== СТРОКИ ДАННЫХ ==

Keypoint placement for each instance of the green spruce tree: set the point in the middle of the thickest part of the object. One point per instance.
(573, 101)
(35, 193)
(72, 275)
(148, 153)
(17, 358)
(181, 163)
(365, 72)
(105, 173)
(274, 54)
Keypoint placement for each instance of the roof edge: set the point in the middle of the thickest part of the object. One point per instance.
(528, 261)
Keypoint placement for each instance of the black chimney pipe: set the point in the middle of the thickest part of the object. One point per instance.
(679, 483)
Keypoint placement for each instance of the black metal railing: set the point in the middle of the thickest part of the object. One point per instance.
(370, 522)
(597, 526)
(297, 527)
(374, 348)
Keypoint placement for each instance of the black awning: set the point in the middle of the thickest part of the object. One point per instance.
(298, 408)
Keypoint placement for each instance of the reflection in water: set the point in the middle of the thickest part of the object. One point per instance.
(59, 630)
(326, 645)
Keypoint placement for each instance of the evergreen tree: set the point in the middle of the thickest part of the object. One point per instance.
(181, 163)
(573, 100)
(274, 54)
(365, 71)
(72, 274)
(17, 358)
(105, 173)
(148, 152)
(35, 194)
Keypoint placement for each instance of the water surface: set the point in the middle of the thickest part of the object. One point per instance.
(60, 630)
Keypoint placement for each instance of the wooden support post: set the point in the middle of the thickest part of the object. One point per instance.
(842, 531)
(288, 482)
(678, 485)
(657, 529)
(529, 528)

===

▸ ЗАДАНИЕ: Выпишите без изменений все строки списка от строки, где есть «Keypoint placement for each instance of the wooden», до самого конца списка включительно.

▸ ПИСЬМЕННЫЙ ОТВЕТ:
Keypoint placement for each instance of the wooden support post: set the point in the middle of the thickest part of the object. One point per instance.
(842, 531)
(288, 482)
(678, 485)
(657, 529)
(529, 528)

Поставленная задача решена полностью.